EXCERPT PROVIDED:
>>

Some years later she was diagnosed with lung cancer. Surgery, and she had several cancer-free years. Then, lung cancer v.2. Surgery. Done.

Finally, she found herself complaining of rapidly increasing back pain. This time, it was cancer, and it was everywhere, in her bones. She didn’t last long after that. But she died with dignity, just as she’d lived.

I’m an only child, and we’d already buried Daddy some years earlier. So this was it. I was to be an orphan (albeit a middle-aged one.) We had several good conversations as the day approached and she was lucid. It really wasn’t until a couple of days before her death that she slipped into a quiet, sweet darkness and didn’t communicate. And when she passed, it was expected and I was prepared.

It was still hard. But interestingly enough, I’d done most of my grieving before she actually died. There was time for me to prepare, and my comfort during those days had an awful lot to do with grace. I often wondered in earlier years how I’d react after both my parents were gone, and I think I’ve done fine. Of course there are times when I’d love to visit with them today, but that’s just going to have to stay on hold for a while longer.

So, we have this: Change = loss = grief.

How does one grieve appropriately? More succinctly, how do we grieve as one who has hope?

1. You have to identify your source of hope. This is an immutable, unchanging factor in your life. If your hope is based on how you feel at any given point in time, you are not going to handle loss well. Feelings are the great betrayers. They are ever-changing. They are often based on circumstances. So your hope has to be based not on how you feel, but what (and who) your security is in.

<<

WHAT TO WORK ON: Continue the piece above on grief and hope from where it stops.

Phrase grounding data:
>>

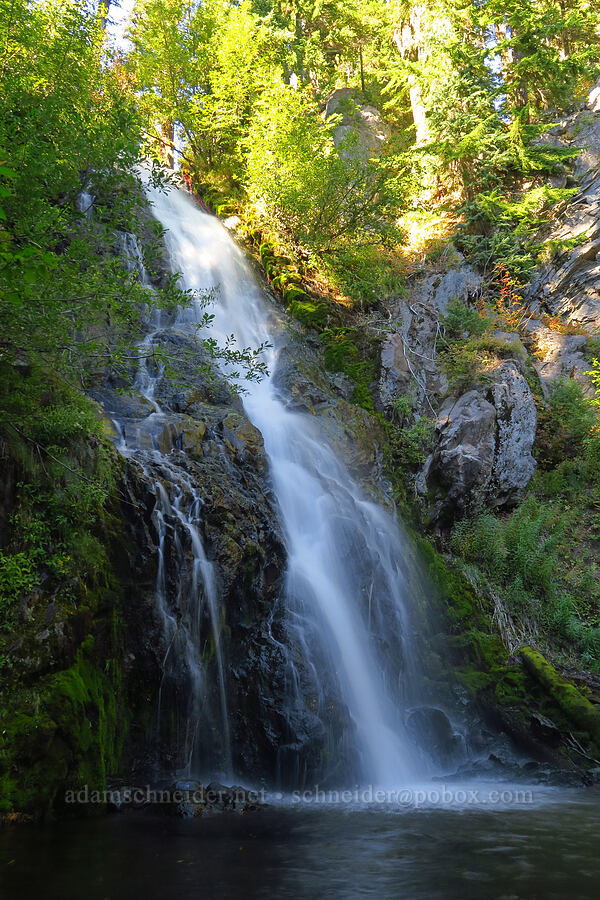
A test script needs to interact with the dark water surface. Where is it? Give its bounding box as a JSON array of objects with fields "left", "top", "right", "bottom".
[{"left": 0, "top": 788, "right": 600, "bottom": 900}]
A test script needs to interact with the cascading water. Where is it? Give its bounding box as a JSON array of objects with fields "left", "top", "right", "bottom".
[
  {"left": 139, "top": 179, "right": 454, "bottom": 785},
  {"left": 107, "top": 232, "right": 232, "bottom": 777}
]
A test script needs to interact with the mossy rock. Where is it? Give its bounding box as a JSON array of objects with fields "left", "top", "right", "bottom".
[
  {"left": 288, "top": 300, "right": 327, "bottom": 328},
  {"left": 520, "top": 647, "right": 600, "bottom": 748}
]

<<

RESPONSE TO THE EXERCISE:
2. You look to those who have hope in that similar source. This is where you look for living testimonies. You know scores of people who’ve dealt with a loss, and I’m not restricting that to the loss of a loved one. It could be some of the other losses I’ve mentioned. And they’ve managed fine. It may have taken a while for them to adjust to their new normal, but often they’ve flourished. (I could riff on “failure” here, but the bottom line is that failure, which is also a loss, can and should lead to a fresh start and eventual success.) Be encouraged by them.

3. Don’t let others drag you down. We all know those people who darken a room by their very presence. They are negative and cynical. You aren’t allowed not to love them, but you are allowed to avoid them, or at least not get trapped in their negativity.

4. Realize your loss can be someone else’s gain. This is a companion thought to that last point. Everything – and I mean everything – happens for at least two reasons. One is to teach you something about yourself and give you inspiration to do something about it if you aren’t happy with what you’ve learned. Second, you can lead and comfort someone going through the same thing you did. It goes from saying “I understand” (which you may or may not) to “I identify,” because you’ve been there. In the ultimate manifestation of empathy, you may be able to honestly say, “I feel (or have felt) what you feel.” Tell me that won’t impact someone else’s life.

5. Accept the fact that you can’t go back. I could say a lot about regrets here, but that’s fodder for another day. What I can say is that you don’t get do-overs. You do get second chances, but that’s not the same. There are moments in our collective past that are forever fixed in time, and they can’t be undone. Sometimes grief grows out of “I should have’s.” Do what you can to internalize this thought: Whatever it was, you can’t take it back. You can learn from it, grow from it, but it won’t change what was, or wasn’t, done. It’s called moving forward.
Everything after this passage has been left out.